Natural-language object grounding data
■ ■ ■

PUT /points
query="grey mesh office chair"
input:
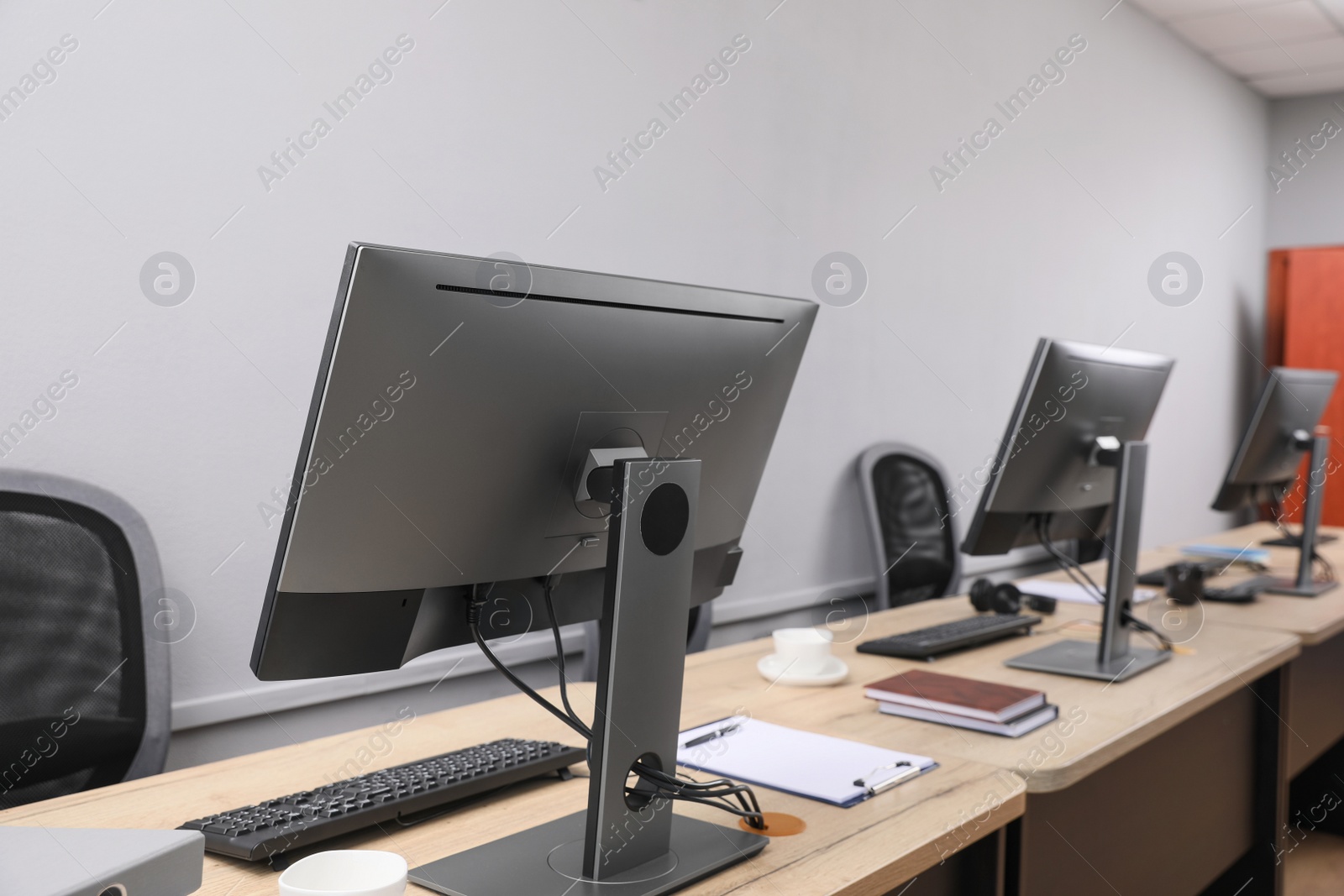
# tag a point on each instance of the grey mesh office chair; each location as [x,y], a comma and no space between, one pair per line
[84,681]
[914,544]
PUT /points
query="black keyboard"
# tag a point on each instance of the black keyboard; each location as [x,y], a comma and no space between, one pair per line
[1241,591]
[922,644]
[312,815]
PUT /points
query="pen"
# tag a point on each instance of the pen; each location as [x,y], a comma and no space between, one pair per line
[703,739]
[906,773]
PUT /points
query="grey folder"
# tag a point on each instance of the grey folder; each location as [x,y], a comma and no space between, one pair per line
[87,862]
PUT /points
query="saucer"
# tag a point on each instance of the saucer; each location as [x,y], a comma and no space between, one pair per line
[777,671]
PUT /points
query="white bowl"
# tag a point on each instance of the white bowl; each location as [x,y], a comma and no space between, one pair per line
[346,872]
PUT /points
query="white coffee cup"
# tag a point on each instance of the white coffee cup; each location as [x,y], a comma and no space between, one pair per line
[346,872]
[804,652]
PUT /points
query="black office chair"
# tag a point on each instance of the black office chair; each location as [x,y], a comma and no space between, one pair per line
[914,544]
[696,640]
[84,673]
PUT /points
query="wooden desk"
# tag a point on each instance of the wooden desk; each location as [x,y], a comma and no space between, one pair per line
[1159,783]
[1315,705]
[874,848]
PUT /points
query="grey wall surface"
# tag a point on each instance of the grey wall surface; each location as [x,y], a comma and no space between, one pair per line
[156,134]
[1305,170]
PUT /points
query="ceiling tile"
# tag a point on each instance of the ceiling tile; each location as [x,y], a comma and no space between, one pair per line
[1316,55]
[1261,60]
[1297,20]
[1300,85]
[1164,9]
[1221,31]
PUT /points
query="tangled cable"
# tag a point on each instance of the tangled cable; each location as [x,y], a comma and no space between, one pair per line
[654,783]
[1079,575]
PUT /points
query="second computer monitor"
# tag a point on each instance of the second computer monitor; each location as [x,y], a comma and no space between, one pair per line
[1289,407]
[1047,465]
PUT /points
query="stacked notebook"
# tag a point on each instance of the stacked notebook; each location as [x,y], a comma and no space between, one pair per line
[965,703]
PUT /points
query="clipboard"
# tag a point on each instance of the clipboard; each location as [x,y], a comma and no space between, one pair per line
[831,770]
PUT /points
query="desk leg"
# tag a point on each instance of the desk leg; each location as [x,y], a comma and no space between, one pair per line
[1014,856]
[1270,779]
[1260,872]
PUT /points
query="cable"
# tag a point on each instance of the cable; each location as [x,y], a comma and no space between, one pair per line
[1074,570]
[548,586]
[716,793]
[474,616]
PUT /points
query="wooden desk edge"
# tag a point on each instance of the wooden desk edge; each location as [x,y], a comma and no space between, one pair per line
[1059,778]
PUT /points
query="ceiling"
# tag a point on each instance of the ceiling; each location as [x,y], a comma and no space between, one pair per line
[1278,47]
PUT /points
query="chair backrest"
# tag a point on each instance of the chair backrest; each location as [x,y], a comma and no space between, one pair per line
[914,544]
[84,680]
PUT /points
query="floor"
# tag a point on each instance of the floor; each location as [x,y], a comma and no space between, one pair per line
[1316,867]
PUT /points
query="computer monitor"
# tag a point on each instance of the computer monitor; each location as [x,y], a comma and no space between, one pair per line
[1281,429]
[1265,465]
[1072,465]
[481,427]
[454,412]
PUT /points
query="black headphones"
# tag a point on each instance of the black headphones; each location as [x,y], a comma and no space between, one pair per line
[1005,598]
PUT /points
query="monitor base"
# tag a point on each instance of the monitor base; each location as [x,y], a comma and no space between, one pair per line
[1321,537]
[1289,586]
[548,862]
[1079,658]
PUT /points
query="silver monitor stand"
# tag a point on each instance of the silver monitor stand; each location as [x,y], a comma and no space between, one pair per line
[624,846]
[1113,658]
[1304,584]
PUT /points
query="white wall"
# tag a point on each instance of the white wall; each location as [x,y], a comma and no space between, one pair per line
[486,140]
[1305,188]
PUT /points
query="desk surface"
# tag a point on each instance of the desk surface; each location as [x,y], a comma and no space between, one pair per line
[867,849]
[1314,620]
[1117,718]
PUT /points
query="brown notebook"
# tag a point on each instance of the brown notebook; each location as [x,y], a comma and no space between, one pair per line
[956,696]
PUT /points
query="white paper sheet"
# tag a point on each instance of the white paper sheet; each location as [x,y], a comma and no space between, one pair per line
[797,762]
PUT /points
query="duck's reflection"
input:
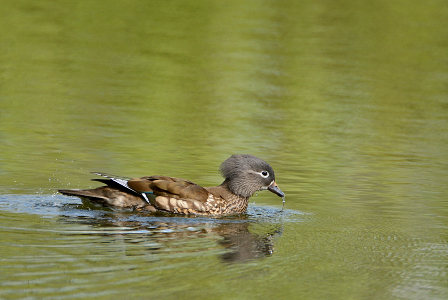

■ ■ ■

### ABOUT THIS TASK
Each record should appear again exactly as it stands, with no picture included.

### EXERCISE RESULT
PUT /points
query="grey mesh office chair"
input:
# tag a point on each instance of the grey mesh office chair; each location as [x,y], a comma and no space between, one pair per line
[84,681]
[914,544]
PUT /points
query="black keyboard"
# tag a point on each instance of the black keyboard; each location as [x,y], a comma and no space between, one pair per line
[1241,591]
[922,644]
[312,815]
PUT /points
query="pen"
# tag a point on each instance of the pen; each location as [x,y], a comma and no space between, one pair per line
[703,739]
[906,773]
PUT /points
query="grey folder"
# tag a point on each instance of the grey folder; each location as [x,y], a comma and no space between, one pair per line
[87,862]
PUT /points
query="saucer"
# tag a point on each instance of the saucer; each location as [x,y], a comma and no space between, one pair per line
[777,671]
PUT /points
query="white bowl"
# tag a point on each instance of the white bowl; each location as [x,y], a comma and no space between, one pair per line
[346,872]
PUT /points
query="white coffee cup"
# tag a point on each instance of the white coffee cup; each location as [x,y], a comma and no space between, one pair per line
[346,872]
[804,652]
PUT /points
query="black office chair"
# tag a point on each instance of the black office chair; each location as [x,y], a comma and no space between, one pair per line
[914,544]
[696,640]
[84,673]
PUT /points
query="wooden desk"
# tag a point on each instance of the wooden desk; each location as [x,y], a comma and no space between, one pair per line
[1159,783]
[1315,705]
[874,848]
PUT /points
query="grey wall surface"
# tag a point on each instance of the grey wall surface; each location as [x,y], a comma and no space between, one pair per line
[156,134]
[1305,170]
PUT /points
query="ceiling tile"
# tag a point on each instance of the ceiling tile; each location as [x,y], a comma and no space between, one pair per line
[1316,55]
[1261,60]
[1297,20]
[1300,85]
[1164,9]
[1221,31]
PUT /points
query="tangled cable"
# tag a point on each instance of the tangled cable; each location as [x,y], a comma and no space between, one pair per line
[654,783]
[1079,575]
PUT /points
query="second computer monitor"
# tag a point on each instance of the second computer monitor; each location as [x,y], a comma and no space between, one pair per line
[1289,407]
[1047,465]
PUT /points
query="stacked notebook"
# tag a point on each instance of the stacked notebook; each location as [x,y], a comma and no space between, one pair per line
[965,703]
PUT /points
query="clipboard"
# tag a point on each instance of the clipboard; each location as [x,y], a comma and no space between, one pair per line
[831,770]
PUT /points
query="desk leg"
# tag a point on each instance of the desk leg; each location as [x,y], a comma and no space between, one pair per line
[1014,856]
[1270,779]
[1260,872]
PUT /points
query="cable"
# tag a point on each instance of the cable; each location as [x,y], a comma and no space between, one pair per line
[1074,570]
[548,586]
[716,793]
[474,616]
PUT /points
query="wooden desk edge"
# tag a point on each instance of the wooden desk edge; each location as [x,y], a comma and no space between, one pair per line
[1059,778]
PUT /points
query="ceiling"
# tag a point on each instance of the ceiling; each location as [x,y], a comma and no space between, one pair per line
[1278,47]
PUT /points
query="chair backrest"
# tag a point on each instance of the chair backrest; each location as [x,y], a comma and no space between, one pair per line
[914,544]
[84,680]
PUT /points
query="floor"
# tag a point on each instance of the floor; each location as [x,y], a comma and no space between, one pair per line
[1316,867]
PUT /points
query="computer monitor"
# tag a point on each instance of the computer monitor; each location as [x,y], a comma and no space between, one pair per line
[1281,429]
[1265,465]
[1072,465]
[481,427]
[454,412]
PUT /points
query="black headphones"
# tag a point on each instance of the black headphones; each location as [x,y], a comma and no space between, one pair per line
[1005,598]
PUT /points
query="monitor base"
# tag a point on each instance of the monitor base; each location as [x,y], a comma and no space between, one pair per line
[1321,537]
[1289,586]
[548,862]
[1079,658]
PUT /points
query="silver monitor stand"
# tag a point on each instance of the silver monitor stand; each location as [x,y], a comma and no space between, one pair per line
[624,846]
[1113,658]
[1304,584]
PUT /points
query="white wall"
# tag a point on each instance of the white wall; each location as [x,y], a comma and no space between, one pair per line
[486,140]
[1305,188]
PUT /points
query="desk surface"
# tag a point on each instance of the desk surface; each location as [x,y], a comma and no space between, one pair per line
[867,849]
[1314,620]
[1117,718]
PUT /points
query="brown notebook"
# tag a point on each instance of the brown notebook; each location as [x,y], a comma and no space between, one pair per line
[956,696]
PUT /points
query="white paper sheet"
# tag a point on each instance of the white paper sheet; each location as [x,y], a comma and no space between, one pair per line
[797,762]
PUT /points
query="duck's reflection"
input:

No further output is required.